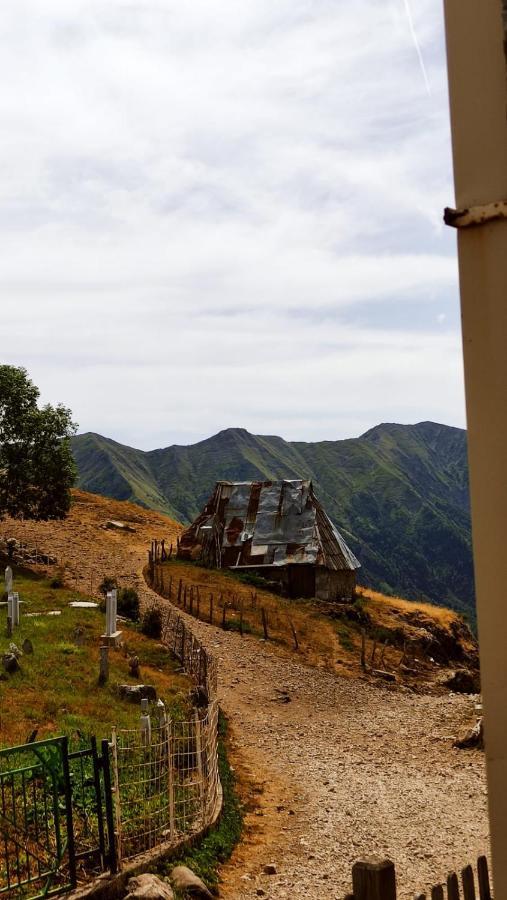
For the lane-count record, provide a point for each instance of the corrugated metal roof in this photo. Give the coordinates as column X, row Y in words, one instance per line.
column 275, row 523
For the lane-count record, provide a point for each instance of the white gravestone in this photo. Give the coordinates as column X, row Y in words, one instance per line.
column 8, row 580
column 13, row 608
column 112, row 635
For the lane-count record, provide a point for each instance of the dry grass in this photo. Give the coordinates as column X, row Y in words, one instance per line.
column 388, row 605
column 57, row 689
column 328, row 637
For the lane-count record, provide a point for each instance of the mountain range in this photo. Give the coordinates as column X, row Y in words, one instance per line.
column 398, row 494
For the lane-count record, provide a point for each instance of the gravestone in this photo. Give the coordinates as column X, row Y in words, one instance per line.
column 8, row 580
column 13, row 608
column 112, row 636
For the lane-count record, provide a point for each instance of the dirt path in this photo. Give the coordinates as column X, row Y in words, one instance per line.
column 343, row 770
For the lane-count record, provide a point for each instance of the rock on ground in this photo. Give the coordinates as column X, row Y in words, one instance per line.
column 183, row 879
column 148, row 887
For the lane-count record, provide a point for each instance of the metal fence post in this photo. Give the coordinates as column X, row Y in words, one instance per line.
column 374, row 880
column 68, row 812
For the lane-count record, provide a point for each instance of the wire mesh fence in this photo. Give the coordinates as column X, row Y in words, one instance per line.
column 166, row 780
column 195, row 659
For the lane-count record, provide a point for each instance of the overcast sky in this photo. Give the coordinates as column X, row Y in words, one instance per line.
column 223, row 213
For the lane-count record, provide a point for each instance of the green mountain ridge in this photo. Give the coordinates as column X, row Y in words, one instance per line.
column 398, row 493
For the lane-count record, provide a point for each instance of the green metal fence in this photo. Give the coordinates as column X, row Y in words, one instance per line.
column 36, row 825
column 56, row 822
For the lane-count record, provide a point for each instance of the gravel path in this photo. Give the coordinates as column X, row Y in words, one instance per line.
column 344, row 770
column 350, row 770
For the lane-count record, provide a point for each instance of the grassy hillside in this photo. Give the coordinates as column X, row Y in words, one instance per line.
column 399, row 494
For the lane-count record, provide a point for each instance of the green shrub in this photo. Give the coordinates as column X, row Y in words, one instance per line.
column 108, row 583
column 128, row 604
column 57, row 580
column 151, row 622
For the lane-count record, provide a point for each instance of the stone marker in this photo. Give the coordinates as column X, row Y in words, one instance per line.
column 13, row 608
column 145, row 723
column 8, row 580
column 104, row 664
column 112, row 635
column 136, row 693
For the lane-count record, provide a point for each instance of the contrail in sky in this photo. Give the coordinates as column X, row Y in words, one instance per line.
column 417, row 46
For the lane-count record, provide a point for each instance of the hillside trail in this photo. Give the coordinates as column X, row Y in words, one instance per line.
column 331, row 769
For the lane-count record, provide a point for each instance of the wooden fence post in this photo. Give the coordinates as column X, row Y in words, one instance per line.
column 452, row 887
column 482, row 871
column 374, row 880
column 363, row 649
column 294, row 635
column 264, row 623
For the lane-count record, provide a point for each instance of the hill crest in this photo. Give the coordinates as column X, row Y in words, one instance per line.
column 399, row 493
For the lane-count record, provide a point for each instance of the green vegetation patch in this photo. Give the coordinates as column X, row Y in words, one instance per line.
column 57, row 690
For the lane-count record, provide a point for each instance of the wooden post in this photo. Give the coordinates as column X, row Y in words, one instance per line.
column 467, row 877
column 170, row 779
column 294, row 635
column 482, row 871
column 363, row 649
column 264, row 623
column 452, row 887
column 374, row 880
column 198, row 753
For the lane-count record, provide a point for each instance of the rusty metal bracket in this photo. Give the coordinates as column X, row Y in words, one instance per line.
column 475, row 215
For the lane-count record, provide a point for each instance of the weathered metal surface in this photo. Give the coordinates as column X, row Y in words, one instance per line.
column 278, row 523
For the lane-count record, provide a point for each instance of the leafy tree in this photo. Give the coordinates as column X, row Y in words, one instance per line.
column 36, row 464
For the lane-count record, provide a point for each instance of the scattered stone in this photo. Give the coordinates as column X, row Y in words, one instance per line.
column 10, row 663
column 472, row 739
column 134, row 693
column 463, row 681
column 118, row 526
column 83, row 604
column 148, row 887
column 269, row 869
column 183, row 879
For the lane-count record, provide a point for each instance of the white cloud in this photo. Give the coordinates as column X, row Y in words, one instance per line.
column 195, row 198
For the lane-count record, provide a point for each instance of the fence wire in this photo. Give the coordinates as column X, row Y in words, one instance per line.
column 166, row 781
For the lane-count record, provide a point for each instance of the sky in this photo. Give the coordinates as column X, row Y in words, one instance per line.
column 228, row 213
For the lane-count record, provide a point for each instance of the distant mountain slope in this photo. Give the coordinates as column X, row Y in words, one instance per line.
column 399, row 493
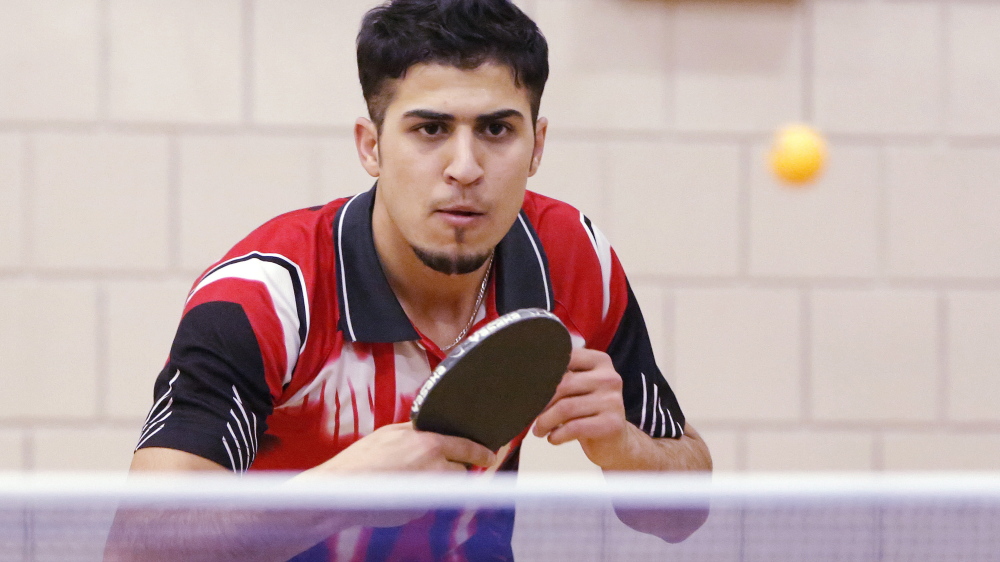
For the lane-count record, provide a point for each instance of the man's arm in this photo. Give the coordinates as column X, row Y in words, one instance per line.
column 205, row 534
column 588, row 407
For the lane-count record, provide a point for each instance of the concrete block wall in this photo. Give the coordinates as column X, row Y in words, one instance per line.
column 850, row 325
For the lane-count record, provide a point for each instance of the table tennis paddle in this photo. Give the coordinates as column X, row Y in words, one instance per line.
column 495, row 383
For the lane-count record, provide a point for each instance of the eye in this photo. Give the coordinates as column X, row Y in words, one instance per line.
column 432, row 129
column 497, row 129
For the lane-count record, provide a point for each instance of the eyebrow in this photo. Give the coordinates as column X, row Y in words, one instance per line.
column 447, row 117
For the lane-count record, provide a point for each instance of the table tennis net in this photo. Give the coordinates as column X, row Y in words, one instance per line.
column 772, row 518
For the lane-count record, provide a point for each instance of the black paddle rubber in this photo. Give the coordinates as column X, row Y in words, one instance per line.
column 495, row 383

************

The exercise
Put all the data above into a two-column CSV headed input and output. Give one row for each piece of wording, with the wording in input and the points that follow it in output, each field in double quotes with line breaks changed to spaces, and leave the pictures out.

In response
input,output
"For the lane-count record, provide a point for each instance of the corrugated metal roof in this photo. Give the coordinates as column X, row Y in words, one instance per line.","column 275, row 523"
"For the lane-count record, provide a point for each instance of the white gravestone in this photo. Give the coordinates as column X, row Y in words, one instance per line.","column 8, row 580 column 13, row 608 column 112, row 635"
"For the lane-count record, provide a point for each instance of the dry grass in this photo. Give the coordinates as column X, row Y in words, one instance per line.","column 388, row 605 column 57, row 689 column 328, row 637"
"For the lane-count record, provide a point for each instance of the mountain range in this photo. Give the coordinates as column X, row Y in words, one instance per line.","column 398, row 494"
"For the lane-count record, provide a point for each instance of the gravestone in this photo. Give the coordinates as column X, row Y in words, one instance per line.","column 8, row 580 column 13, row 608 column 112, row 636"
"For the lane-count record, provide a point for each instance of the dirt path in this photo. Give the coordinates as column X, row Y in words, one instance per line.","column 343, row 770"
"For the lane-count record, provide a point for each instance of the rock on ground in this photo. Give the coordinates as column X, row Y in words, one instance per line.","column 183, row 879 column 148, row 887"
"For the lane-count record, provide a point for each instance of the metal fence post in this photo. Give the coordinates as column X, row Y in words, one instance per line.","column 374, row 880 column 68, row 812"
"For the lane-count record, provide a point for each instance of the wire mesh fence in this photo. Give the coordinates as column X, row Y in words, one instance per line.","column 166, row 780 column 195, row 659"
"For the lane-count record, provide a point for each instance of the overcast sky in this photo. Give the coordinates as column X, row Y in words, one instance per line.","column 223, row 213"
"For the lane-count record, provide a point for each instance of the green mountain ridge in this photo. Give the coordinates as column X, row Y in words, one instance per line.","column 398, row 493"
"For the lane-count record, provide a point for each instance of the green metal fence in this photo. Give the coordinates as column X, row Y in words, one instance per line.","column 36, row 825 column 56, row 822"
"For the lane-count record, provide a point for each instance of the gravel path in this photo. Give the coordinates as column X, row Y in words, one instance per line.","column 344, row 770 column 350, row 770"
"For the lane-count record, provide a point for each instance of the grassy hillside in this photo. Give the coordinates as column X, row Y in words, one instance per line.","column 399, row 494"
"For the lane-count record, provide a point for each instance of the green shrub in this photo. Give the coordinates as column X, row Y in words, one instance per line.","column 108, row 583 column 128, row 604 column 57, row 580 column 151, row 622"
"For the lane-count record, provide a point for each instance of the stone marker in this photo. Give the coordinates as column X, row Y in words, one instance per line.","column 13, row 608 column 145, row 723 column 8, row 580 column 104, row 664 column 112, row 635 column 136, row 693"
"For the lane-count record, provide a point for each instance of the contrail in sky in this photo. Give the coordinates as column X, row Y in words, one instance per line.","column 417, row 46"
"For the lane-count record, provide a point for each instance of the hillside trail in this photo. Give the coordinates as column X, row Y in words, one instance per line.","column 331, row 769"
"For the lane-count record, provide a point for each instance of the wooden fence post in this photo. Give the coordinates as column X, row Y in words, one instance per line.","column 452, row 887 column 482, row 871 column 374, row 880 column 363, row 649 column 294, row 635 column 264, row 623"
"For the lane-count record, provide a point for each instance of the hill crest in this photo. Give the coordinates as column X, row Y in words, one instance per line.","column 399, row 493"
"For the lane-count record, provide a point for each instance of the green vegetation patch in this photo. Give the coordinates as column X, row Y in words, one instance per line.","column 57, row 690"
"For the lane-count record, provide a point for each instance of the wooden post in this photo. Give the coordinates as column X, row Y in words, one instance per line.","column 467, row 877 column 170, row 779 column 294, row 635 column 482, row 871 column 363, row 649 column 264, row 623 column 452, row 887 column 374, row 880 column 198, row 753"
"For the lane-count record, provide a point for each instance of the rusty metal bracket in this photo. Give the coordinates as column X, row Y in words, one instance per line.","column 475, row 215"
"For the lane-count record, provide a point for each instance of the weathered metal surface in this photo. Give the coordinates as column X, row Y in words, one instance per line.","column 278, row 523"
"For the lane-count record, provide a point for each instance of the leafy tree in this photo. Give the coordinates as column X, row Y in words, one instance per line.","column 36, row 464"
"For the lane-count record, provide a point for each instance of the scattered stone in this photo. Give the coordinates as column X, row Y in words, one instance per line.","column 10, row 663 column 472, row 739 column 134, row 693 column 463, row 681 column 118, row 526 column 83, row 604 column 148, row 887 column 269, row 869 column 183, row 879"
"For the lane-count record, provide a point for each instance of the white cloud in this photo. Give the coordinates as column X, row Y in words, one instance per line.","column 195, row 198"
"For the lane-count record, provide a point for each instance of the fence wire in this photo. Give the coordinates as column X, row Y in words, one instance per line.","column 166, row 781"
"For the lane-count record, provide a point for each instance of the sky in this photo. Give the coordinates as column X, row Y in words, one instance per line.","column 228, row 213"
"For the lane-count record, provide a point for each instance of the distant mountain slope in this photo. Give the coordinates as column X, row Y in words, one instance per line.","column 399, row 493"
"For the lane-count record, provide a point for each instance of the man's arm in this photo. Give the coordinates as column X, row Y in words, one instance per line.","column 205, row 534 column 588, row 407"
"For the lane-count record, provide a point for each instance of the concrete block wall in this photo. Give the coordinates as column X, row Y in words, one instance per line.","column 850, row 325"
"For the lane-count record, provide a point for each instance of the table tennis paddle in this photo. Give the coordinates as column X, row Y in words, one instance per line.","column 495, row 383"
"For the lane-count record, provide a point for each instance of the eye in this photo. Give the coordinates as column X, row Y in words, one instance per line.","column 432, row 129 column 497, row 129"
"For the lane-count record, provide a point for each instance of the eyebrow in this photo. Give the coordinates as column X, row Y in words, one instance per line.","column 447, row 117"
"For the lane-count record, provide a point for each instance of the table tennis net in this photo. Give the coordinates as column X, row Y in words, one instance per line.","column 772, row 518"
"For the lane-count record, provide a point for each instance of the black paddle rubber in this photo. Give the coordinates as column X, row Y in words, one instance per line.","column 495, row 383"